+++ Text for analysis +++

By Robert Thorson
NASA just swept up some pretty expensive dust. The broom they used was a spacecraft aptly named Stardust, which returned to Earth on Jan. 15 after a seven-year journey. One side of the scientists’ broom contains interstellar dust streaming in from the emptiness of space. The other side holds dust from the close encounter with the Wild 2 comet.
I look forward to hearing what the analyses will reveal about cosmic history and the birth of our solar system. But sometimes I wonder if the excitement isn’t more about the sophisticated and flawless engineering challenge rather than the dust itself, however cool their dust might be. It will consist largely of the raw material from which our solar system was created.
Celebrating astro dust as the Holy Grail of planetary science is like celebrating the pigments chosen by the old masters to create their famous paintings. Or like celebrating the flour used to bake a beautiful wedding cake. Stellar dust, paint pigments and wheat flour: All are ingredients whose histories are shorter, less complex and less interesting than the histories of the finished products. Stardust is to earth history what paint is to the Mona Lisa. Raw material.
The timeworn grit that settles in our cars and homes travels around the world on the wind, rivers and waves. It’s recycled into and out of living creatures, the foundations of the Earth and the depths of the sea. It knows what it’s like to be inside an earthworm, to be squeezed into rock and to dissolve in a stream so that an ocean can grow coral.
Theoretically, one finger swipe of dust from my windowsill could contain a shard of ash recycled from the 1883 Krakatoa eruption, a speck of red clay from the deforested Amazon, a fleck of dandruff from an ice-age mammoth and a pollen grain from a bouquet of this year’s funeral flowers.
My kind of dust has been properly seasoned by time. According to biblical teachings, this is the stuff that God used to make Adam, and that Jesus used to make the blind man see. Dust from the ground. The stuff that makes tulips blossom every spring.

+++ Dataset excerpts +++

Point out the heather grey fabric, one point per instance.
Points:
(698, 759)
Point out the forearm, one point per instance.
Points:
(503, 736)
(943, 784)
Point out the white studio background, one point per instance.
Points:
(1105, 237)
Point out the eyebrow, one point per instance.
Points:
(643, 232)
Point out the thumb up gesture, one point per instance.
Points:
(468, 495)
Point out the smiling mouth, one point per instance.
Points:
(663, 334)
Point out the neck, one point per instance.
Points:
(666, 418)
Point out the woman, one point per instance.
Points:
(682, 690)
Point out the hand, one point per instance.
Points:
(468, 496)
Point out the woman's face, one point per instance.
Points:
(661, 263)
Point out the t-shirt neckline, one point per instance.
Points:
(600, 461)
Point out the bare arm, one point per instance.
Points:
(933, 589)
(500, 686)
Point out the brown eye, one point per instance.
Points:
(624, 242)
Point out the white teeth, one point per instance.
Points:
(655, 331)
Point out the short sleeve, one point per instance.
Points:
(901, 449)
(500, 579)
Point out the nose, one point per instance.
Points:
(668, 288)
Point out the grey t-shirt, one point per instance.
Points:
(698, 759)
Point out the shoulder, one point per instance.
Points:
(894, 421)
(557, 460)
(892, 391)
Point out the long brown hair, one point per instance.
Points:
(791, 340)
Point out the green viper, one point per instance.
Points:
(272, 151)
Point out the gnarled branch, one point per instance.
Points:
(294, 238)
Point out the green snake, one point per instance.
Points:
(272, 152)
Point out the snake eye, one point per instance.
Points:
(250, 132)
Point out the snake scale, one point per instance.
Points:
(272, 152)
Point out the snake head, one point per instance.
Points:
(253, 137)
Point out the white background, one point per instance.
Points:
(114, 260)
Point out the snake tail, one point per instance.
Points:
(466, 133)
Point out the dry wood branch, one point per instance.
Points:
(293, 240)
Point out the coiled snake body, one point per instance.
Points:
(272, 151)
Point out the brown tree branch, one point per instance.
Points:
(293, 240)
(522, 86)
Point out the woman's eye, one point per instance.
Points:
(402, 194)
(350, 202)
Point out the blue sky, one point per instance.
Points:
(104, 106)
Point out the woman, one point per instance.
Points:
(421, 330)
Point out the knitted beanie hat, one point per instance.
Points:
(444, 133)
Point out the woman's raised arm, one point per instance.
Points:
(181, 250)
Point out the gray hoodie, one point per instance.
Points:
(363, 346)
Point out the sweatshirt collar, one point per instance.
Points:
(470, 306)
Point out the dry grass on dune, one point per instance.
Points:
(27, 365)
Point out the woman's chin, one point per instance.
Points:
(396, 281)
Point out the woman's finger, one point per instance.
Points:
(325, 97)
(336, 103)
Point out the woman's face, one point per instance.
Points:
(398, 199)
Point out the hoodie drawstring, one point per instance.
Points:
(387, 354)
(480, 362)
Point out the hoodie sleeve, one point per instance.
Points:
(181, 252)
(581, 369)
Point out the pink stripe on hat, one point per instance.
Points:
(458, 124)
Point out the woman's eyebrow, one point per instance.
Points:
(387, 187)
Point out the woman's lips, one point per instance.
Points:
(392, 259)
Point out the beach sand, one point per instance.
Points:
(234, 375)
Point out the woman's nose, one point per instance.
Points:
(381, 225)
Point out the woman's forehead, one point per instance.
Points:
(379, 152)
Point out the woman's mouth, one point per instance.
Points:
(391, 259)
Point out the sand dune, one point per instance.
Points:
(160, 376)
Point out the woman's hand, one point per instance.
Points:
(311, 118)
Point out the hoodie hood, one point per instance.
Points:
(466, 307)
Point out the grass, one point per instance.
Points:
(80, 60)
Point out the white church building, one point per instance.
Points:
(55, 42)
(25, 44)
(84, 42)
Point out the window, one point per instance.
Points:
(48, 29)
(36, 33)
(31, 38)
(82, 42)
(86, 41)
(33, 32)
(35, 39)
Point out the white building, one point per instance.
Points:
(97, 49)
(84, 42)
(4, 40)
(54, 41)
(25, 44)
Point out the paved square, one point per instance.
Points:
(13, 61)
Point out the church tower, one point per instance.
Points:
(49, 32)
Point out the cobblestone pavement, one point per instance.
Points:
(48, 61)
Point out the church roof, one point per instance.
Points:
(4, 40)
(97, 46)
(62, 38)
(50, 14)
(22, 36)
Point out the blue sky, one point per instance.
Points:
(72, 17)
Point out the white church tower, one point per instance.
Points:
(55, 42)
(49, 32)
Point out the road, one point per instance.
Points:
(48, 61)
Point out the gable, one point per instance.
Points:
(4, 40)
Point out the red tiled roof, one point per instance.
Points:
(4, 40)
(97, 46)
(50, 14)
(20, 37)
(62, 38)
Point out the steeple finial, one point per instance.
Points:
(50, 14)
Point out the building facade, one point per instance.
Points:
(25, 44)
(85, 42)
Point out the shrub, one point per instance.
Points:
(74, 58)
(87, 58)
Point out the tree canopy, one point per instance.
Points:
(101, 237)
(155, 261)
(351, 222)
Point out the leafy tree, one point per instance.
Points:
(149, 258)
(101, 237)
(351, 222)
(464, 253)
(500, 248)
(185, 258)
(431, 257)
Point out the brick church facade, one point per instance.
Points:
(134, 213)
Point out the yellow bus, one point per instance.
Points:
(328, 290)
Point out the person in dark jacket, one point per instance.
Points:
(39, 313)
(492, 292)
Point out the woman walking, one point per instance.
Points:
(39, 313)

+++

- **Exercise description**
Extract from the essay on dust the passage that begins with the words "I look forward" and ends after "system was created.", copying it without changes.

- **Written solution**
I look forward to hearing what the analyses will reveal about cosmic history and the birth of our solar system. But sometimes I wonder if the excitement isn’t more about the sophisticated and flawless engineering challenge rather than the dust itself, however cool their dust might be. It will consist largely of the raw material from which our solar system was created.